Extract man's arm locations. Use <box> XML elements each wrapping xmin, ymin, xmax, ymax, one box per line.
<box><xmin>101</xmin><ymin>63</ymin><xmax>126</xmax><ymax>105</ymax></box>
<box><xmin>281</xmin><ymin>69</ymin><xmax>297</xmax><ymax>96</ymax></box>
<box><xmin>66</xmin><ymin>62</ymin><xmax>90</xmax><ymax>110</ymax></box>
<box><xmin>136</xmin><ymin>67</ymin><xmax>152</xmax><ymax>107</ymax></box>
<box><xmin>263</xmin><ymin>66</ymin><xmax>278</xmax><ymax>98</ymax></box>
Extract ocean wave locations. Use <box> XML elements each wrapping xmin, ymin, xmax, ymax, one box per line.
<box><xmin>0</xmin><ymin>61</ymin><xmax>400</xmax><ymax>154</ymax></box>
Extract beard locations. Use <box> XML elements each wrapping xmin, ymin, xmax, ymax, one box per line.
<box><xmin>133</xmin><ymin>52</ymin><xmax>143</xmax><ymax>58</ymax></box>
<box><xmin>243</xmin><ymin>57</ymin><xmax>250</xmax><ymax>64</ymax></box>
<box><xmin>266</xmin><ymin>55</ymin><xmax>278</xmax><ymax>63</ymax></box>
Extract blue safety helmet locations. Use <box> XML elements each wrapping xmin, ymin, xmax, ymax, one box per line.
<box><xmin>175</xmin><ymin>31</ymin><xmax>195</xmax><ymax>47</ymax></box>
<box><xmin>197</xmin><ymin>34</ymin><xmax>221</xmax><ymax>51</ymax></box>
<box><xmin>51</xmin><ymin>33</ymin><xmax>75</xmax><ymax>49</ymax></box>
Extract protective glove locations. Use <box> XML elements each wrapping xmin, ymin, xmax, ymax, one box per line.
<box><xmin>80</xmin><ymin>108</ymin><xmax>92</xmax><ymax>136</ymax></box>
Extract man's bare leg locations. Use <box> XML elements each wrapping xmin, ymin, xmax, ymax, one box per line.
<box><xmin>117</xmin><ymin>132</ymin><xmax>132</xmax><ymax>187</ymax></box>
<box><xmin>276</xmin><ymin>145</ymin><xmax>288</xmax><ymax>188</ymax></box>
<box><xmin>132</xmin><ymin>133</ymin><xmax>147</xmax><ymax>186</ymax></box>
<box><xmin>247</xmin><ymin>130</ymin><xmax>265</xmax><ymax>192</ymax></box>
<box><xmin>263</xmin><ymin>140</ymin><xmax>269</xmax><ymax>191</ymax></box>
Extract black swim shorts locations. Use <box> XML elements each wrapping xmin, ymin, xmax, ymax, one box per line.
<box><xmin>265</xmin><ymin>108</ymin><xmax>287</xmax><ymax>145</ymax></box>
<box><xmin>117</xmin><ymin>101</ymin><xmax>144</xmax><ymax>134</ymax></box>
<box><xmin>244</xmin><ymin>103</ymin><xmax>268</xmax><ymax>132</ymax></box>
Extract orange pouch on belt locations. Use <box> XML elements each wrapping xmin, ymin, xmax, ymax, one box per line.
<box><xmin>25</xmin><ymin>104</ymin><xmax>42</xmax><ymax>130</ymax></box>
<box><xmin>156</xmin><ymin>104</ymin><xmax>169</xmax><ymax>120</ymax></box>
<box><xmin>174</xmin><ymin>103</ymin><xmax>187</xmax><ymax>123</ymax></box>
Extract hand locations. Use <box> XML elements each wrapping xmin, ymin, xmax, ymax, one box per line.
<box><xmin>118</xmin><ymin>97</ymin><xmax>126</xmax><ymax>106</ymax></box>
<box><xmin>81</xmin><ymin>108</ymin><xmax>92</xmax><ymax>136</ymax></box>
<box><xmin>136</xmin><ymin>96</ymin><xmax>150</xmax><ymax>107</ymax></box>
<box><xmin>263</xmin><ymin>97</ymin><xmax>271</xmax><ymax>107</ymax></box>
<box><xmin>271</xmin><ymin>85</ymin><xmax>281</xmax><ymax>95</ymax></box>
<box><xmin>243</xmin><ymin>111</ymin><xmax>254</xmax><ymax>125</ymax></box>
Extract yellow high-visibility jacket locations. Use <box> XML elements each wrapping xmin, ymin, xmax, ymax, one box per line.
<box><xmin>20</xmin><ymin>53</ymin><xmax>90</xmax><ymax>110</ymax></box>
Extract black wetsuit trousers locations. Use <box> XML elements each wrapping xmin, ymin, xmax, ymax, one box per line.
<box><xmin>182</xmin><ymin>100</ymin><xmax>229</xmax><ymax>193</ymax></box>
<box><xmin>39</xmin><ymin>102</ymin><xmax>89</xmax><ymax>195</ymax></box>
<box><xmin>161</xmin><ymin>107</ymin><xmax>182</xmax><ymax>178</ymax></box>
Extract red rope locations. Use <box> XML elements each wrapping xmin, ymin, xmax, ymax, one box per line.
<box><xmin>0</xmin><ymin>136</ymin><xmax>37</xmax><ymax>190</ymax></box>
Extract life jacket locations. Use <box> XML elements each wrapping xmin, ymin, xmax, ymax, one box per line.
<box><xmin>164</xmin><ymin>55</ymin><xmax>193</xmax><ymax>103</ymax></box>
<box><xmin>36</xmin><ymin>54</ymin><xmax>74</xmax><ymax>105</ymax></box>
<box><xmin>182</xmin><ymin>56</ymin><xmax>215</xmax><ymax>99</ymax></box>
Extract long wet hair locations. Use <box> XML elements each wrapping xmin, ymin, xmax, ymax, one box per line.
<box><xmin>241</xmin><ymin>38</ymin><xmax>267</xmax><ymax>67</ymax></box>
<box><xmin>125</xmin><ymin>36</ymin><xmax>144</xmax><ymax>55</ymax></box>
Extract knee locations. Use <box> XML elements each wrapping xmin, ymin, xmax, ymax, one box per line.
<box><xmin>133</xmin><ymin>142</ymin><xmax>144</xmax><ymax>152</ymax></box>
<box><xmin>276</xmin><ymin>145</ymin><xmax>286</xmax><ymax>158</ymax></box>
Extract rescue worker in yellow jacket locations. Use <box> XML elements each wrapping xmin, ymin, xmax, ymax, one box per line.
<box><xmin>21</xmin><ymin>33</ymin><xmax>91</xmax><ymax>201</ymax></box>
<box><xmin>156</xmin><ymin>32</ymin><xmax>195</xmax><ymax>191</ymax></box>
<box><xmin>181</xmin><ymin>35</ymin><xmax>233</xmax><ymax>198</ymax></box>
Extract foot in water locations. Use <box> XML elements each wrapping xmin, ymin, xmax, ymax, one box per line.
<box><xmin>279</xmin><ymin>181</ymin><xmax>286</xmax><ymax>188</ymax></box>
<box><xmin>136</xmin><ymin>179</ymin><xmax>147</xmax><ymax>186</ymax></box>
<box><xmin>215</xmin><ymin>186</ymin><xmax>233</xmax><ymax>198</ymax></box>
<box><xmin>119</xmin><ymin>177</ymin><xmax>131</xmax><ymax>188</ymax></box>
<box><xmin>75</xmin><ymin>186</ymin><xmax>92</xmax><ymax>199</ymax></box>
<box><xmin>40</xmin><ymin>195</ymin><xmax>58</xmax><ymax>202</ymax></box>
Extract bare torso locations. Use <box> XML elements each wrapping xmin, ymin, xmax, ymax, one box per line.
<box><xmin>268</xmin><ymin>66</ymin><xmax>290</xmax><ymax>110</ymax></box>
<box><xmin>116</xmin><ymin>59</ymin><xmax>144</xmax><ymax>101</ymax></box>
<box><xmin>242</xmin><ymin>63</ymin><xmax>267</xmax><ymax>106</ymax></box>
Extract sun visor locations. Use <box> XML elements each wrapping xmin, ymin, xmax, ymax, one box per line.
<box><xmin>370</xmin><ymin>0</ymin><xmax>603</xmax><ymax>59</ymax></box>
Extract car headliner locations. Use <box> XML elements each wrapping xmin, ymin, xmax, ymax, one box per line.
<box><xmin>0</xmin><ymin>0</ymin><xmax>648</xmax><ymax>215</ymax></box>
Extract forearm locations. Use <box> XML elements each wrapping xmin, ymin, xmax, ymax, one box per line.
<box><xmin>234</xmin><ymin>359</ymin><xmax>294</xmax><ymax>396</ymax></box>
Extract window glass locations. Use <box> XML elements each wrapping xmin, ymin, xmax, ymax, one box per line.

Job: Please report every line of the material above that contains the word "black", matching case exactly.

Result of this task:
Extract black swim shorts locations. Use <box> XML elements each wrapping xmin, ymin, xmax, ymax, one box per line.
Extract black wetsuit trousers locations. Use <box> XML elements each wrapping xmin, ymin, xmax, ymax, one box per line.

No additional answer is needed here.